TEXT PROVIDED>
- - - -

The global cannabis industry is beginning to take shape in a more structured, organized way. Nowhere is that more evident than in Europe, where markets are developing with an institutional mindset rather than a purely commercial one. In these environments, traditional growth tactics carry less weight. Instead, success is increasingly driven by strong branding, owned channels, and direct relationships with consumers.
Operators who invest early in SEO, retention, and community are setting themselves up with a clear advantage. At the pace things are moving, global normalization feels closer than ever (likely within the next three to six years).
That shift was immediately noticeable on this year’s trip.

Last year, it felt like global cannabis was on the horizon. This year, it felt like it had already arrived.
The difference was clear from the start. I wasn’t traveling alone this time: Caroline Simon and Cameron Rizai from our team joined me, and the entire experience carried more intention. We weren’t attending ICBC Berlin as observers; we were showing up with a defined role in the global conversation. We had a booth, we had partners to connect with, and we had a much clearer understanding of where we fit within the industry.
The trip itself moved fast. We left Colorado Saturday night, landed in Munich Sunday morning, and caught a connecting flight into Berlin shortly after. From there, it was straight into the rhythm of the week. We made a quick stop at Loveburgers (the same vegan spot we visited last year) before heading into two back-to-back happy hours.
There was no slow start, the pace picked up immediately and never let up. That momentum ended up defining the entire trip.

- - - -

SUPPLIED MATERIAL>
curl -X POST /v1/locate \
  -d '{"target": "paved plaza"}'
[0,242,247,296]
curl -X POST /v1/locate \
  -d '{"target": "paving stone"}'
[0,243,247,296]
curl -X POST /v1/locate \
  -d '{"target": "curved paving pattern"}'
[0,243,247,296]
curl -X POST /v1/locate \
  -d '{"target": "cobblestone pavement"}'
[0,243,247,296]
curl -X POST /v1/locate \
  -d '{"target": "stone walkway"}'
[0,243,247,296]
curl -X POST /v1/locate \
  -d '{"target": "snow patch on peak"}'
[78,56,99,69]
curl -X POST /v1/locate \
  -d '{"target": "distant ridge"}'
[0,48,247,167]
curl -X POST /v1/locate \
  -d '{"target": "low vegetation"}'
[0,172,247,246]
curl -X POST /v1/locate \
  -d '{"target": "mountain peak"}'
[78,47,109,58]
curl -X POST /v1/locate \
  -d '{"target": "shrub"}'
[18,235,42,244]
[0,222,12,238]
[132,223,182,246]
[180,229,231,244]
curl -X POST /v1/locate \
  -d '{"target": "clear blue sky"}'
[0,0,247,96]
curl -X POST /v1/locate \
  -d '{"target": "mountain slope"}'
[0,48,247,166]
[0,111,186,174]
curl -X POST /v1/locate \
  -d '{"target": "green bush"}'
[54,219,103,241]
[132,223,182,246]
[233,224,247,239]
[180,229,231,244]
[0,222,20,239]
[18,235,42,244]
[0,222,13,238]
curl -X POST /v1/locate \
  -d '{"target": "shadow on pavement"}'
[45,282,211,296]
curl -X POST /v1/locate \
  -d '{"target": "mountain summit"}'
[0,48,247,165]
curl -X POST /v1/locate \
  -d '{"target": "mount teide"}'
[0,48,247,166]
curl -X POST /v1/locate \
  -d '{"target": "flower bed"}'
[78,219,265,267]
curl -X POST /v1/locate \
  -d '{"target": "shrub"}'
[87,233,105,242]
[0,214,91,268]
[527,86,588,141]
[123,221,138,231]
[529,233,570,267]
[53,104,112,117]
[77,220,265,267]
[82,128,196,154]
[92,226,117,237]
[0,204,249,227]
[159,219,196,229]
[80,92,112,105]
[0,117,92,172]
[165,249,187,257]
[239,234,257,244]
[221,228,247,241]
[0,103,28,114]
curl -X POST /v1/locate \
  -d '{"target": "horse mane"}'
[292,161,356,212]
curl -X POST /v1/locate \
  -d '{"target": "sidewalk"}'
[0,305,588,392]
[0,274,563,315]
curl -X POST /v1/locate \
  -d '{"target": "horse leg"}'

- - - -

PROBLEMS TO WORK ON>
• A. Please write out all of the records from their first line to their last, keeping every line as it stands.
• B. Continue the piece about the ICBC Berlin trip, picking up after its final sentence.
The text and the records were drawn from separate, unrelated sources.

ANSWERS GIVEN>
• A.
curl -X POST /v1/locate \
  -d '{"target": "paved plaza"}'
[0,242,247,296]
curl -X POST /v1/locate \
  -d '{"target": "paving stone"}'
[0,243,247,296]
curl -X POST /v1/locate \
  -d '{"target": "curved paving pattern"}'
[0,243,247,296]
curl -X POST /v1/locate \
  -d '{"target": "cobblestone pavement"}'
[0,243,247,296]
curl -X POST /v1/locate \
  -d '{"target": "stone walkway"}'
[0,243,247,296]
curl -X POST /v1/locate \
  -d '{"target": "snow patch on peak"}'
[78,56,99,69]
curl -X POST /v1/locate \
  -d '{"target": "distant ridge"}'
[0,48,247,167]
curl -X POST /v1/locate \
  -d '{"target": "low vegetation"}'
[0,172,247,246]
curl -X POST /v1/locate \
  -d '{"target": "mountain peak"}'
[78,47,109,58]
curl -X POST /v1/locate \
  -d '{"target": "shrub"}'
[18,235,42,244]
[0,222,12,238]
[132,223,182,246]
[180,229,231,244]
curl -X POST /v1/locate \
  -d '{"target": "clear blue sky"}'
[0,0,247,96]
curl -X POST /v1/locate \
  -d '{"target": "mountain slope"}'
[0,48,247,166]
[0,111,186,174]
curl -X POST /v1/locate \
  -d '{"target": "green bush"}'
[54,219,103,241]
[132,223,182,246]
[233,224,247,239]
[180,229,231,244]
[0,222,20,239]
[18,235,42,244]
[0,222,13,238]
curl -X POST /v1/locate \
  -d '{"target": "shadow on pavement"}'
[45,282,211,296]
curl -X POST /v1/locate \
  -d '{"target": "mountain summit"}'
[0,48,247,165]
curl -X POST /v1/locate \
  -d '{"target": "mount teide"}'
[0,48,247,166]
curl -X POST /v1/locate \
  -d '{"target": "flower bed"}'
[78,219,265,267]
curl -X POST /v1/locate \
  -d '{"target": "shrub"}'
[87,233,105,242]
[0,214,91,268]
[527,86,588,141]
[123,221,138,231]
[529,233,570,267]
[53,104,112,117]
[77,220,265,267]
[82,128,196,154]
[92,226,117,237]
[0,204,249,227]
[159,219,196,229]
[80,92,112,105]
[0,117,92,172]
[165,249,187,257]
[239,234,257,244]
[221,228,247,241]
[0,103,28,114]
curl -X POST /v1/locate \
  -d '{"target": "horse mane"}'
[292,161,356,212]
curl -X POST /v1/locate \
  -d '{"target": "sidewalk"}'
[0,305,588,392]
[0,274,563,315]
curl -X POST /v1/locate \
  -d '{"target": "horse leg"}'

• B.
A More Connected Global Cannabis Network
We linked up with Tim Euler from Cannabis Gold Social Club and rode over with Jeff and Bill Levers from Beard Bros Media to the Cannabis Chamber of Commerce happy hour. From the start, it felt like we were picking up right where things left off last year, just with more momentum behind it.
The energy was different. Conversations moved faster, connections felt more intentional, and there was a clear overlap between operators from completely different markets who were now either working together or thinking about growth in similar ways.
We caught up with familiar faces like Ian Rassman, Sara Payan, Jeff Pearson, and Rachel Wright from Verdant Strategies, and also connected with new groups like Linneaus Partners before heading over to the Global Cannabis Network Collective happy hour.
GCNC was packed, but it never felt chaotic. It was one of the most active rooms of the night, but also one of the most focused. Everyone there seemed to have a purpose.
Throughout the night, I ran into Jillian Redish, Jeane Sullivan from New Holland Group, Luc Richner from Cannaviga, Heidi Whitman from EmpowerHer, Lance Grove from Grove Bags, and a steady stream of operators, investors, and marketers who are all actively shaping where the industry is going.
The biggest takeaway from that first night was the density. People from the U.S., Canada, Germany, Spain, and beyond were all in the same rooms, having the same conversations, and starting to build together. That level of connection just felt more real and more developed than it did last year.
Tallman House and the Institutional Shift
The next morning brought Tallman House at Hotel Adlon, and honestly, it delivered.
This was the session I’d been looking forward to. The room had real weight to it. Operators, investors, and leaders who weren’t there to perform. They came to talk, and the conversations reflected that. Not polished talking points, but actual discussions about structure, capital, and where global expansion is heading.
Jamie Pearson from New Holland Group opened with something that’s been rattling around in my head ever since.
The U.S. and Canada are commercial markets. The rest of the world is institutional.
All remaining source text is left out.